Dataset excerpt –
┌──
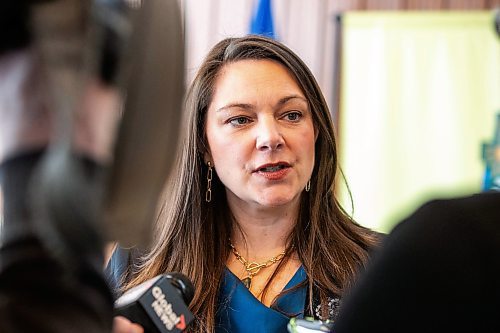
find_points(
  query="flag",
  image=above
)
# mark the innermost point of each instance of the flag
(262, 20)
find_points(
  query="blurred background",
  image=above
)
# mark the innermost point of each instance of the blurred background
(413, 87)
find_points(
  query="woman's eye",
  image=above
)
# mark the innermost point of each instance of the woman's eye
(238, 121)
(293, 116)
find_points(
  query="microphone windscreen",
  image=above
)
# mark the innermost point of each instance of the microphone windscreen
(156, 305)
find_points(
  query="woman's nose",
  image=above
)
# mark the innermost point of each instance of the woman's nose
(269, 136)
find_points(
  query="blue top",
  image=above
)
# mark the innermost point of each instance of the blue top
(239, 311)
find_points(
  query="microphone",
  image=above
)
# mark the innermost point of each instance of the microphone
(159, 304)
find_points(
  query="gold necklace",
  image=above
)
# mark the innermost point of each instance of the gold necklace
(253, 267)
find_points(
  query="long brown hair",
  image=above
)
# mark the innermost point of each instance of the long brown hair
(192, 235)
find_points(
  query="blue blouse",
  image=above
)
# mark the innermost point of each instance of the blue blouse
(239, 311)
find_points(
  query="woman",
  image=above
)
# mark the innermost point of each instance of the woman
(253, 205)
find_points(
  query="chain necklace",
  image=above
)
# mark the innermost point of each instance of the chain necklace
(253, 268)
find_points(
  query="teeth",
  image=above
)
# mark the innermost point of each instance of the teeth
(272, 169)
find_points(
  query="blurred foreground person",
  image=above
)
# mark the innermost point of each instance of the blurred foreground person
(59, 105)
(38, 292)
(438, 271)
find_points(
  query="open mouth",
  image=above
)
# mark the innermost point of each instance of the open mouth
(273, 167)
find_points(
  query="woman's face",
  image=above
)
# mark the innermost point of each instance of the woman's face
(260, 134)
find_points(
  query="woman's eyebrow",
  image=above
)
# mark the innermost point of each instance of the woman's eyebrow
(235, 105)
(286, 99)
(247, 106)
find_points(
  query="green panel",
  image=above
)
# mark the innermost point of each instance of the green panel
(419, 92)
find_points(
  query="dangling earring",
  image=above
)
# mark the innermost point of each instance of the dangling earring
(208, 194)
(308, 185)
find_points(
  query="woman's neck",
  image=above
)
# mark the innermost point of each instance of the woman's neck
└──
┌──
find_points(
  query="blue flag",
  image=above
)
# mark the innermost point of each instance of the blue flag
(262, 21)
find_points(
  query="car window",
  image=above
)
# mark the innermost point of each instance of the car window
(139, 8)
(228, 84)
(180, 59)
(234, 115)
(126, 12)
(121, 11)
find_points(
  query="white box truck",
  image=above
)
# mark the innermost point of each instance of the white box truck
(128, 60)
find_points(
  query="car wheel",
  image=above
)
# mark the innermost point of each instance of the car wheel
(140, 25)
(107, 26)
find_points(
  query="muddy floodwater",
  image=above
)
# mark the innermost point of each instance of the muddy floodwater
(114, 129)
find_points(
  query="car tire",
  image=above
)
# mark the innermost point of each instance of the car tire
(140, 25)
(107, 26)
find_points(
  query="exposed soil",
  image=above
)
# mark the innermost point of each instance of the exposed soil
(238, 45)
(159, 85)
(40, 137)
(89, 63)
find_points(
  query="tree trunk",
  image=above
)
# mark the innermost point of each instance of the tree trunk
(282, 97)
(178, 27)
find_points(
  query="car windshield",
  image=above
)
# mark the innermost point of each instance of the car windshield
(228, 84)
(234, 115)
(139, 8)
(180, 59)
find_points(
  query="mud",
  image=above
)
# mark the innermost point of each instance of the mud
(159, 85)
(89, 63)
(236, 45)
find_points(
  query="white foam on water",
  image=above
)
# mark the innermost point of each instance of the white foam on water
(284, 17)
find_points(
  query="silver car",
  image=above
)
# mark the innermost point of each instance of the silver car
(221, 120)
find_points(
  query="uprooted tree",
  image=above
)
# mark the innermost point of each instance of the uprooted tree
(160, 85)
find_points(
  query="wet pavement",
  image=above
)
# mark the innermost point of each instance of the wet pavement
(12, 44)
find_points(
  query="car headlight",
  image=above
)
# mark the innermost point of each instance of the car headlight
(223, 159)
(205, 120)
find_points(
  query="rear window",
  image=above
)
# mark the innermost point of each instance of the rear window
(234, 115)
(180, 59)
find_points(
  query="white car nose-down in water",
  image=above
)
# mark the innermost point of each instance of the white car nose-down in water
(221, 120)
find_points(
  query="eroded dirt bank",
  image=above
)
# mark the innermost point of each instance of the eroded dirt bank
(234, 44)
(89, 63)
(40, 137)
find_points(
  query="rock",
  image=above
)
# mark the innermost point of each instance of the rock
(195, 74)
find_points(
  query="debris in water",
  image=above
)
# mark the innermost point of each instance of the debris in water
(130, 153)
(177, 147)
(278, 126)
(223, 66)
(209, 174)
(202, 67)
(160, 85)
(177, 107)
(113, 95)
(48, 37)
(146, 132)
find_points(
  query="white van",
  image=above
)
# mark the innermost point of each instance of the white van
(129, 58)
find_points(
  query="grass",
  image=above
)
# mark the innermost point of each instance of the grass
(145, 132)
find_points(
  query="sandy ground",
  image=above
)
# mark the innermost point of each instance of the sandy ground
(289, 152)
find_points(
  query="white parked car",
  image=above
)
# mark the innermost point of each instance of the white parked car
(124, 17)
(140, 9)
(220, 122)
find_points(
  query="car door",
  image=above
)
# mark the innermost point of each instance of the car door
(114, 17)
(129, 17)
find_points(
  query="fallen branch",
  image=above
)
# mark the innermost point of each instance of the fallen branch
└──
STATED PROBLEM – Pull out every line in the dataset excerpt above that contains the word "muddy", matching case exactly.

TASK OUTPUT –
  query="muddy floodwater",
# mark the innermost point of each instance of the muddy floodwater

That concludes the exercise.